**Description of the task**.
Write out, please, the line containing "of the street" together with all lines after it, up to and including the last one, with no other output.

**Material provided**.

[start]

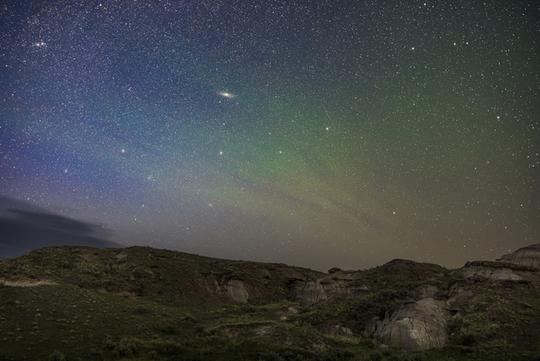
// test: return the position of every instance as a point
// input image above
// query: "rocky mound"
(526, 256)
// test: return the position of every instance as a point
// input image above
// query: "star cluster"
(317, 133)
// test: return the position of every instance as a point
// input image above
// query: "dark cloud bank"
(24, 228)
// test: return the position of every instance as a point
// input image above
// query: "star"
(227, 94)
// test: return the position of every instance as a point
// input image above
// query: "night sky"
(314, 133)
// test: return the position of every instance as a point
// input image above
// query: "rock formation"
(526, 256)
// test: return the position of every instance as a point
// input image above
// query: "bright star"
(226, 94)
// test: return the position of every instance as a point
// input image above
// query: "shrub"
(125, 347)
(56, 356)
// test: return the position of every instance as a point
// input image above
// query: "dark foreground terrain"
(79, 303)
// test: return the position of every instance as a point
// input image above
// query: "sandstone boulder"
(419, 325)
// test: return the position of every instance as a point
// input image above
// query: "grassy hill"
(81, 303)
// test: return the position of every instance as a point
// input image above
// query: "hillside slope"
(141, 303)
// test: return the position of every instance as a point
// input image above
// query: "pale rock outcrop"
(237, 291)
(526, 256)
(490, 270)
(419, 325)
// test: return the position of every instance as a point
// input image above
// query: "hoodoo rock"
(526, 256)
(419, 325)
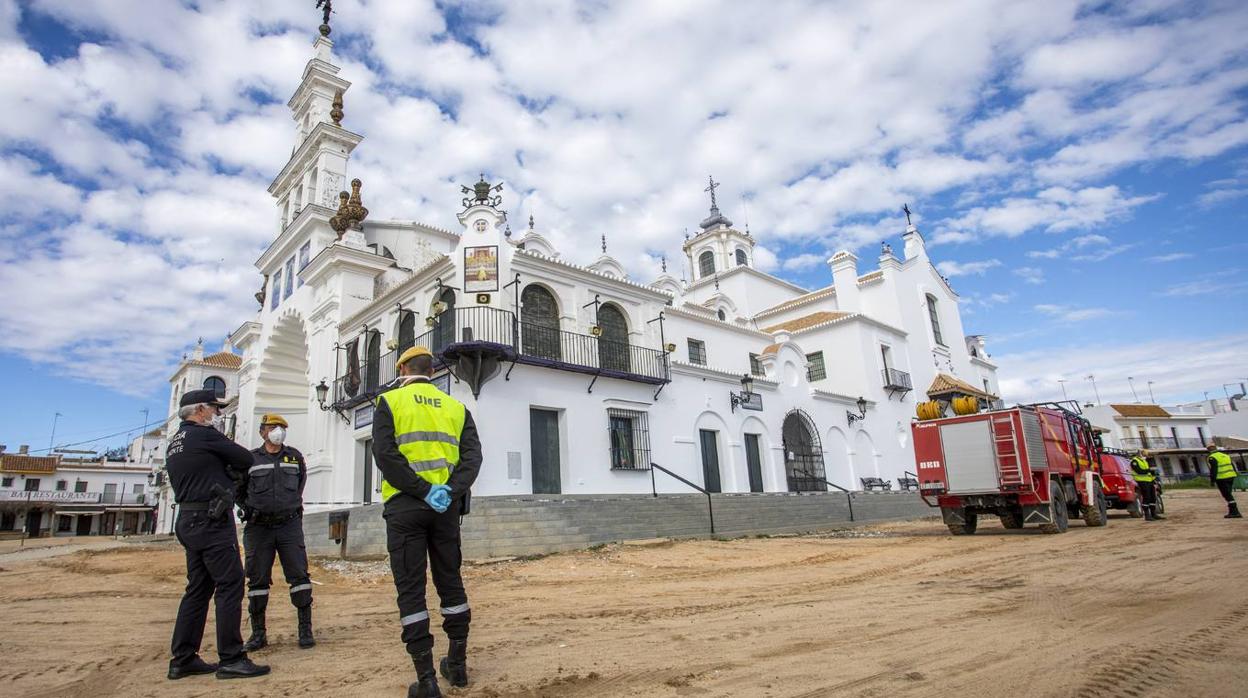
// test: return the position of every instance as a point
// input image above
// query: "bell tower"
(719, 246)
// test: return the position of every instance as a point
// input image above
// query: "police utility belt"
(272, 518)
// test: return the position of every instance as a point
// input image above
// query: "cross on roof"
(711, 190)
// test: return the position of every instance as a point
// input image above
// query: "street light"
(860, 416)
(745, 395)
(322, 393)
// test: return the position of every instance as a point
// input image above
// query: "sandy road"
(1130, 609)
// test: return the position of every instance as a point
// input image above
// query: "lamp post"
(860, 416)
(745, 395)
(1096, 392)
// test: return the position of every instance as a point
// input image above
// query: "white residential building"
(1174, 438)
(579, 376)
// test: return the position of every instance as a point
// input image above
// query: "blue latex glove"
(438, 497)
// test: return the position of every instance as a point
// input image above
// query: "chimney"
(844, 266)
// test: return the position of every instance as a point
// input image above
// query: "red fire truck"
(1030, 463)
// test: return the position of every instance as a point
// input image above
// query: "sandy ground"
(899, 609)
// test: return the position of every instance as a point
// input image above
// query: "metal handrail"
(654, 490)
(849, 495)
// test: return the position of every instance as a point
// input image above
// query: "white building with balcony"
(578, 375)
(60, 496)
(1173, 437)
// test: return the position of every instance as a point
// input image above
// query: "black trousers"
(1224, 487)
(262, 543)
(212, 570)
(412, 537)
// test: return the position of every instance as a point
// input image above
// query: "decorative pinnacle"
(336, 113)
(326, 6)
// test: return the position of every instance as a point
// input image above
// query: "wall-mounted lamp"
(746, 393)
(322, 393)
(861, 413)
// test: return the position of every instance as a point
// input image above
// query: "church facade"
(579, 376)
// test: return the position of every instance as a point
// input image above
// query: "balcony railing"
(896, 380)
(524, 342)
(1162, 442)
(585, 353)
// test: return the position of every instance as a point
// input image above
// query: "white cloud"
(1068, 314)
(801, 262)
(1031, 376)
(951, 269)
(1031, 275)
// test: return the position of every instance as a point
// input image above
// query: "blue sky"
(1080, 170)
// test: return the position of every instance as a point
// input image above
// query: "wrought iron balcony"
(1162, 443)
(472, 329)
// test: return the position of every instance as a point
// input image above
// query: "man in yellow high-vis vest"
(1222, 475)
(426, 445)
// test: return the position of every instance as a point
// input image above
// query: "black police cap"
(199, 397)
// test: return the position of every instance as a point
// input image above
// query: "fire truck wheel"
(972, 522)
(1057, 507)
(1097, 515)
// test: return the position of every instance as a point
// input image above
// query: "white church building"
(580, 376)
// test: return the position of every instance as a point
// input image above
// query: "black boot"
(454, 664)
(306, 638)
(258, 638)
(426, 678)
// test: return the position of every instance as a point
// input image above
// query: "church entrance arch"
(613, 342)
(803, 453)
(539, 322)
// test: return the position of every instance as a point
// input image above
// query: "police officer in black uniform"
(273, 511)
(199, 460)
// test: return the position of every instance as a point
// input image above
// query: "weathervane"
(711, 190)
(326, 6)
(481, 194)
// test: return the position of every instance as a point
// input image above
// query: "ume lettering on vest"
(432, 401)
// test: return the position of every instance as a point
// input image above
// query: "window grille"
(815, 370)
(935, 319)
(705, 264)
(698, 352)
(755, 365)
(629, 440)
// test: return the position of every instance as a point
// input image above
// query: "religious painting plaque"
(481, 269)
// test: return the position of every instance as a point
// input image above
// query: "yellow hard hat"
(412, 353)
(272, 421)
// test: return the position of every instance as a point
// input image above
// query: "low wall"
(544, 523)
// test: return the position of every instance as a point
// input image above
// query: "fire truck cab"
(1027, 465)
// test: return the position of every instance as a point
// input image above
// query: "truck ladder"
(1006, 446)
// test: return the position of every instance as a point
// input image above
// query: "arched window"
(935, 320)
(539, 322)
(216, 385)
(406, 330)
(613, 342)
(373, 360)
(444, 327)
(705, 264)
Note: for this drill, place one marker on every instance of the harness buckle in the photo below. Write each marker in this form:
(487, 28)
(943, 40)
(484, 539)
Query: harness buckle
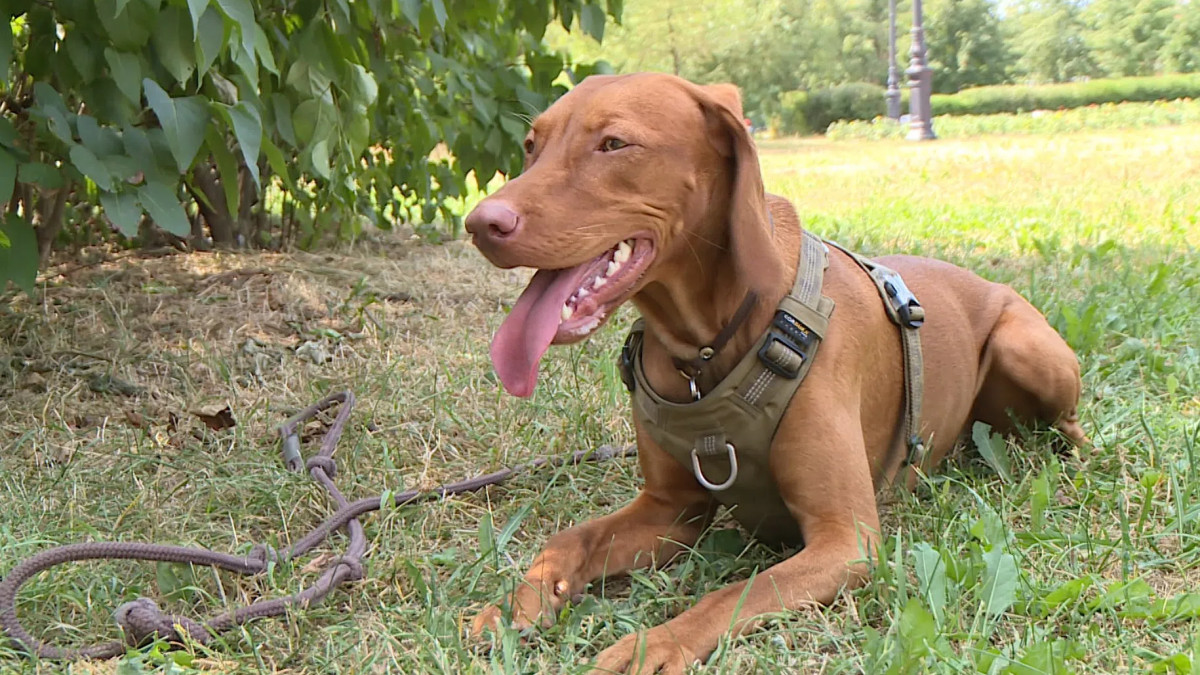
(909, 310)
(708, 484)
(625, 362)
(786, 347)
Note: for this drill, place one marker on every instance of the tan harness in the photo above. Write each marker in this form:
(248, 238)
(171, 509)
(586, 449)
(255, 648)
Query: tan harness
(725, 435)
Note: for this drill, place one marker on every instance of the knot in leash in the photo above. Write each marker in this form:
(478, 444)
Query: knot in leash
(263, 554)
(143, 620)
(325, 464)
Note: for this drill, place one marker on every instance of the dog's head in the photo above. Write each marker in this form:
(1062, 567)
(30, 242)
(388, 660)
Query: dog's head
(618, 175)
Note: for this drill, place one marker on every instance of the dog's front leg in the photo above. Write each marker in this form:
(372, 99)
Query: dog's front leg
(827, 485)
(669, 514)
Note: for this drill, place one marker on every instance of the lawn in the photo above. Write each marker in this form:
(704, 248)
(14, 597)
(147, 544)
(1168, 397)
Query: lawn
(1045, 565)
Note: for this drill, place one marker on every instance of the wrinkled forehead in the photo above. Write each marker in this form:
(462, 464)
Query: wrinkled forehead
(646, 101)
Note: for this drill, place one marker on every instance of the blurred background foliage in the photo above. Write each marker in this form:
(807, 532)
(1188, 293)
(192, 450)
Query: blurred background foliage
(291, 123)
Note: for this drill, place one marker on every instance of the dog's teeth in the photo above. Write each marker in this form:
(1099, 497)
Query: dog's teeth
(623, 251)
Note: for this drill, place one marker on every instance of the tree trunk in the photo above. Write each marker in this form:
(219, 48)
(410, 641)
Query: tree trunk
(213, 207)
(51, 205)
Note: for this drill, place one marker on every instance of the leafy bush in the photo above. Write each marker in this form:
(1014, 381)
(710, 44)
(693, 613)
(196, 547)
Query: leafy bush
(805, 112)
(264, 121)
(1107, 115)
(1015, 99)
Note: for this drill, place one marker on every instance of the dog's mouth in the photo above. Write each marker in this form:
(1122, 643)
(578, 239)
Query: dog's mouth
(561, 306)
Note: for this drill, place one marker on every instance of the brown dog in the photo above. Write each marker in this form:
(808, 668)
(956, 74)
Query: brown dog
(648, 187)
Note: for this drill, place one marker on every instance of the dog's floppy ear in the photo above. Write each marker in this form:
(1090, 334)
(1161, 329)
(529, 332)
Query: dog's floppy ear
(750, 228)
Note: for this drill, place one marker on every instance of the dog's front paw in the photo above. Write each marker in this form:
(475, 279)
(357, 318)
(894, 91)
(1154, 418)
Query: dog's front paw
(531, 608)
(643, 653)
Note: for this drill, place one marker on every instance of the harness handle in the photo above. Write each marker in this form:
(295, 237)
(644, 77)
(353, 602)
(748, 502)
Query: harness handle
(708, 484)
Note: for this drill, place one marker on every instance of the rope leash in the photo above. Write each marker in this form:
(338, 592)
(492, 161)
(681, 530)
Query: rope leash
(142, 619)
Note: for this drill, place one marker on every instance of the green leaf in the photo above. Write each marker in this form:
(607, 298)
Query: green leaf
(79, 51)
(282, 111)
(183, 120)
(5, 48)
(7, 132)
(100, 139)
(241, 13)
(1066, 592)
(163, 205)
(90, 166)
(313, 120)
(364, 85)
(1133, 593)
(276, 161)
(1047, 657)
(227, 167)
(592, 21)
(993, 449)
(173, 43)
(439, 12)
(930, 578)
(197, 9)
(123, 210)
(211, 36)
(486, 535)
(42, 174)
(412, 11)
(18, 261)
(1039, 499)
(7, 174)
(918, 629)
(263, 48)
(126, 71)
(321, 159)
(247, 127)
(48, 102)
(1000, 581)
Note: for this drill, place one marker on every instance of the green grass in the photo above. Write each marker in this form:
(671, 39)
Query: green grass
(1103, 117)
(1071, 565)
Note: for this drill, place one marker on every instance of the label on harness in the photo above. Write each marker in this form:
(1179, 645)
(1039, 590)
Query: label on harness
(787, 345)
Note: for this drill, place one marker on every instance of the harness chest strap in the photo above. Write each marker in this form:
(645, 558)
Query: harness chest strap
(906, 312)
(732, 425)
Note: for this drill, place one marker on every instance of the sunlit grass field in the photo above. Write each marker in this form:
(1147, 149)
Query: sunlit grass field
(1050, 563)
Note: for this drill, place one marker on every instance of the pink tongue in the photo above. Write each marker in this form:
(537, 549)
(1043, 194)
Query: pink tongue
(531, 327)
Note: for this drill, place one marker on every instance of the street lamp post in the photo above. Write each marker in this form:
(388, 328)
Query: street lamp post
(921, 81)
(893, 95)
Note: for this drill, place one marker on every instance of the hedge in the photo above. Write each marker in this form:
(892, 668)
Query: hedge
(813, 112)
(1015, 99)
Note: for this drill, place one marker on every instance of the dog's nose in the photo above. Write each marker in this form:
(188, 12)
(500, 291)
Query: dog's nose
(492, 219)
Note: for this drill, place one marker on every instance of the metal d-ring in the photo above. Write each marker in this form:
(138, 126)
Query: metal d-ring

[end]

**Task solution**.
Note: for this drill, place one marker on every instance of the street lamp post in the photo above. Write each marker in this form:
(388, 328)
Query: street lamp post
(921, 81)
(893, 95)
Note: for this drill, place one marker on every instance of the hedge in the photo above. Write each marker in this form:
(892, 668)
Query: hedge
(813, 112)
(1015, 99)
Note: for this drill, place one marker on every instance of the dog's nose in the photo above. Write each marker in this form:
(188, 12)
(500, 291)
Query: dog's nose
(492, 219)
Note: for this drill, place one marker on every instance of the metal d-ring in the photo above. Write each marker in this form:
(138, 126)
Query: metal d-ring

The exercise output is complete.